Each entry should be quoted word for word, including every mark of punctuation.

====== PROVIDED DATA

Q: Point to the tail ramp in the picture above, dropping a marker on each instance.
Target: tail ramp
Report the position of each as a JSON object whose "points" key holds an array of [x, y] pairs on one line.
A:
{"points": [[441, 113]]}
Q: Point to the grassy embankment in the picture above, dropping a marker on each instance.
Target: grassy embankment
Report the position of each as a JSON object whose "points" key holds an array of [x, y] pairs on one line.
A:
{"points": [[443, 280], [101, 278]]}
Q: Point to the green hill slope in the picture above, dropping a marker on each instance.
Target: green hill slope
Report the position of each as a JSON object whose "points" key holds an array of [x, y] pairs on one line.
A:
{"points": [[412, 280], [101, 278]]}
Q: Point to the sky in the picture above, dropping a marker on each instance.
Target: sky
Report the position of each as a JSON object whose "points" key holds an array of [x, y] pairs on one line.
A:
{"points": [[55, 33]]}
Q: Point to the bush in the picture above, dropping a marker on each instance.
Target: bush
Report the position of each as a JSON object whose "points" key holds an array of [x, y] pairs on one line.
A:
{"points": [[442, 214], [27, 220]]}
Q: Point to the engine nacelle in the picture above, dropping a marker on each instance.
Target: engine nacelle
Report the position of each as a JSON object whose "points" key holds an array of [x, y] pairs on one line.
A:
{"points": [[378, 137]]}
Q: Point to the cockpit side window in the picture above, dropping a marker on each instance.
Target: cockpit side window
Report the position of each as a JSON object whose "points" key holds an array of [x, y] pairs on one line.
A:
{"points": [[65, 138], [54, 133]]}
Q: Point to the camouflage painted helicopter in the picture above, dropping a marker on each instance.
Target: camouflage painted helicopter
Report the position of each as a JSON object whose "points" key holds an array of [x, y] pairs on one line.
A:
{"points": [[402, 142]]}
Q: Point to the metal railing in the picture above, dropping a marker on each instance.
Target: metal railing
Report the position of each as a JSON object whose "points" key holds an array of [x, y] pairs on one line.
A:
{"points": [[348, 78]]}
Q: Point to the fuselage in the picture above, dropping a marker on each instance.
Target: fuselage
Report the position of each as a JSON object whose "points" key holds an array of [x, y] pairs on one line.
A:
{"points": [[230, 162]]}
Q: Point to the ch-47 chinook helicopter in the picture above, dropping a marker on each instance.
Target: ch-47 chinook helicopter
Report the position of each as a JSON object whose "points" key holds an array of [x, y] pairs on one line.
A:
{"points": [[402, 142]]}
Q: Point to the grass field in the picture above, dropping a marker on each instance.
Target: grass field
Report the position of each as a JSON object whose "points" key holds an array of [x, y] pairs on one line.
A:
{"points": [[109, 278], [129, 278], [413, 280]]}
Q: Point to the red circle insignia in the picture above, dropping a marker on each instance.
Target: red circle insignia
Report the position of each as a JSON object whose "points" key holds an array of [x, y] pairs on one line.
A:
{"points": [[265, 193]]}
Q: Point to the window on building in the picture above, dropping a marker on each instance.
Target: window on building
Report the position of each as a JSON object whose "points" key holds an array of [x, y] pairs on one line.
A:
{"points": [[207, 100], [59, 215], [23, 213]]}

============

- [TASK SOLUTION]:
Q: Point to the tail ramp in the picture above, dropping a marker on each instance.
Target: tail ramp
Report the position of each as a JSON object whose "points" key holds an array of [x, y] pairs on one line.
A:
{"points": [[441, 113]]}
Q: Point to the grassy embankment in the picture above, dropping a marker on each instance.
Target: grassy embankment
Report the position of each as a JSON object whose "points" key holds an array of [x, y] pairs on one line.
A:
{"points": [[443, 280], [101, 278]]}
Q: Point to the green hill slope in the picture above, dropping a marker on each instance.
Target: green hill slope
Report the position of each as a JSON object whose "points" key holds an array of [x, y] pairs on one line.
A:
{"points": [[412, 280], [101, 278]]}
Q: Point to the sky in the picture above, dropping a marker on each instance.
Target: sky
Report the position of each as a JSON object whose "points" key holds an array of [x, y] pairs on one line.
A:
{"points": [[55, 33]]}
Q: Point to the bush in the picture above, dropping a marker on each instance.
Target: bush
Report the position of each as a JSON object whose "points" key holds an array of [x, y] pairs on one line.
A:
{"points": [[442, 214], [27, 220]]}
Q: Point to the engine nacelle in the picture above, dropping a marker on each instance.
Target: engine nacelle
Report the position of each as a JSON object whose "points" key holds an array of [x, y] pairs on one line.
A:
{"points": [[378, 137]]}
Q: Point to the cockpit side window in the picture above, dropping a marker on each instance.
Target: cockpit side window
Report the position of each as a JSON object whose "points" key holds an array of [x, y] pairs on one line.
A:
{"points": [[65, 138], [54, 133]]}
Q: Point to the camouflage painted helicopter in the picture above, dropping a marker on each instance.
Target: camouflage painted helicopter
Report the position of each as a JSON object whose "points" key holds an array of [x, y] pairs on one line.
A:
{"points": [[402, 142]]}
Q: Point to the metal railing in the picture above, dropping a marker on each instance.
Target: metal railing
Report the position of each as a JSON object whose "points" key holds an array of [x, y] pairs on one line.
A:
{"points": [[348, 78]]}
Q: Point to the fuselage in the picture above, dropping a marker on each instance.
Target: fuselage
Report the position of each as a JSON object whose "points" key holds an array of [x, y] pairs on one line.
A:
{"points": [[230, 162]]}
Q: Point to the ch-47 chinook helicopter in the picture above, dropping a marker on each instance.
Target: ch-47 chinook helicopter
Report the position of each as a JSON object whose "points" key holds an array of [x, y] pairs on one line.
A:
{"points": [[402, 142]]}
Q: Point to the grass field in the picture above, dropping a marker on each instance.
Target: grass field
Report the position of each as a JSON object whose "points" key holds an array of [x, y] pairs on one line.
A:
{"points": [[109, 278], [129, 278], [413, 280]]}
Q: Point to the red circle insignia in the picture above, dropping a marker on each instance.
Target: red circle insignia
Report the position of each as a JSON object whose "points" key holds an array of [x, y] pairs on one line.
A:
{"points": [[265, 193]]}
Q: Point to the window on building in the picture above, dropping a marker on each instance.
Target: window on building
Report the position of each as a JSON object whose "points" key holds an array of [x, y] pairs on one line.
A:
{"points": [[207, 100], [59, 215], [23, 213]]}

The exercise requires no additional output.